### TASK TO COMPLETE
Rewrite the stretch from the start of the rows through the line that contains "167, 653, 277]]" in full, multiplying each bounding-box coordinate in the answers by 2.4 and rounding to whole numbers, with halves rounded up. Leave every other number unchanged.

Rows of labeled boxes:
▼
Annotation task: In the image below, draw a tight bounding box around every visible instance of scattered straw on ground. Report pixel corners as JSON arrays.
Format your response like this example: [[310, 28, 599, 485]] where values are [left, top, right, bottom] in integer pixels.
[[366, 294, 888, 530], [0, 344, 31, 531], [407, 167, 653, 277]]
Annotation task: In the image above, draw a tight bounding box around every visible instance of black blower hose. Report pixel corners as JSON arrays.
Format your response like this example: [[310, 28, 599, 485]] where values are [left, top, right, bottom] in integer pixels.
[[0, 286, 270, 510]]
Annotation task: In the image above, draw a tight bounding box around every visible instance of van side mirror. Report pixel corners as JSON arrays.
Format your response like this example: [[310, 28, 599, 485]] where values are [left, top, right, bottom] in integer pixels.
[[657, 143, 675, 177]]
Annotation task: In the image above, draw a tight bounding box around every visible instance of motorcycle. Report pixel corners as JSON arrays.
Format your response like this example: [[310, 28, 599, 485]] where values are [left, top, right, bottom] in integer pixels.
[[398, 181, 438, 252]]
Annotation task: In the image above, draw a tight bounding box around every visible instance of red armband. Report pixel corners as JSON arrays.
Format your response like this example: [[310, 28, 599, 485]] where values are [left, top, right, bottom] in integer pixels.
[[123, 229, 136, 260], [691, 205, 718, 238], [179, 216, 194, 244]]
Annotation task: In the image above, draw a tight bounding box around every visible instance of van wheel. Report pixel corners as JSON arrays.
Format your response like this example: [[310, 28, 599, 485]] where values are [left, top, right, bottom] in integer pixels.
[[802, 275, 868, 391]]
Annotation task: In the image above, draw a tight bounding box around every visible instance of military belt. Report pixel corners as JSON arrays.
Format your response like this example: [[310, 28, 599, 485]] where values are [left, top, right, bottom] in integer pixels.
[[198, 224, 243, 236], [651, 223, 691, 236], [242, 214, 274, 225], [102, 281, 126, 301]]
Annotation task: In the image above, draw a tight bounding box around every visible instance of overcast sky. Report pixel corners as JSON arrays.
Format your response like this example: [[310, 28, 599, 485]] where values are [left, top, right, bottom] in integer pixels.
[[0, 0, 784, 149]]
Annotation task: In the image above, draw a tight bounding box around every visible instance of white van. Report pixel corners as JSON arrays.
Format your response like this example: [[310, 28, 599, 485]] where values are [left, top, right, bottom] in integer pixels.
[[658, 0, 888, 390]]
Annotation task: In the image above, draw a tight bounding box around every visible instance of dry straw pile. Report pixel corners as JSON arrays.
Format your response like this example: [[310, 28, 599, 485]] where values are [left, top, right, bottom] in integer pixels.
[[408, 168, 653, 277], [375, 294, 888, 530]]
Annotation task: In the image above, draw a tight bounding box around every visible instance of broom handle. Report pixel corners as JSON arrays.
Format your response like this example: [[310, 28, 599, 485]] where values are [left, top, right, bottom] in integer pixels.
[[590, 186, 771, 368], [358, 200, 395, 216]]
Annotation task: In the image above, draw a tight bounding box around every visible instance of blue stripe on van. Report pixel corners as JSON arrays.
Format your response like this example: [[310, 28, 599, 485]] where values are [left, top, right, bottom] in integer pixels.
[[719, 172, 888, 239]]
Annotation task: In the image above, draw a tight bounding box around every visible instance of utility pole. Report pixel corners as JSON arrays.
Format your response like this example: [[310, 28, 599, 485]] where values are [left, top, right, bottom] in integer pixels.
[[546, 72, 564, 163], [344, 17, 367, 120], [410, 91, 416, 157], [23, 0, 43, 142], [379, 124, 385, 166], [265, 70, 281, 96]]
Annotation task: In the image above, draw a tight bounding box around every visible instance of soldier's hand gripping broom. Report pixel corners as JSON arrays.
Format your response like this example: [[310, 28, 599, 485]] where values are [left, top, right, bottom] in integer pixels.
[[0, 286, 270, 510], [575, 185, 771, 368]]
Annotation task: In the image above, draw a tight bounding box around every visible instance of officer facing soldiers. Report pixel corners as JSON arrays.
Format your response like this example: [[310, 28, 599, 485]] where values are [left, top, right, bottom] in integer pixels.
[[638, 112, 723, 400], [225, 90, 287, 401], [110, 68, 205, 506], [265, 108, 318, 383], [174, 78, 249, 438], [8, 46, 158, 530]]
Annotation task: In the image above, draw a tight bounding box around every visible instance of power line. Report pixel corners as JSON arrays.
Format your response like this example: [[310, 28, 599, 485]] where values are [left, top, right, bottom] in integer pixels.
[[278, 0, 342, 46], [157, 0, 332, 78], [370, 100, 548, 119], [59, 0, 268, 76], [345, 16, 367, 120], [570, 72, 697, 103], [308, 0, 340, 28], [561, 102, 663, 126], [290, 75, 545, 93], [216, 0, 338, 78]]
▲
### OUTPUT FOR THIS TASK
Annotation task: In the image below, draw a tight bounding box around every visible instance of scattered straw on ground. Report pixel corners as JSON arrays.
Format your response like this example: [[310, 28, 599, 485]] where values are [left, top, right, bottom] in integer pixels.
[[878, 706, 2131, 1272], [0, 826, 74, 1274], [977, 401, 1567, 665]]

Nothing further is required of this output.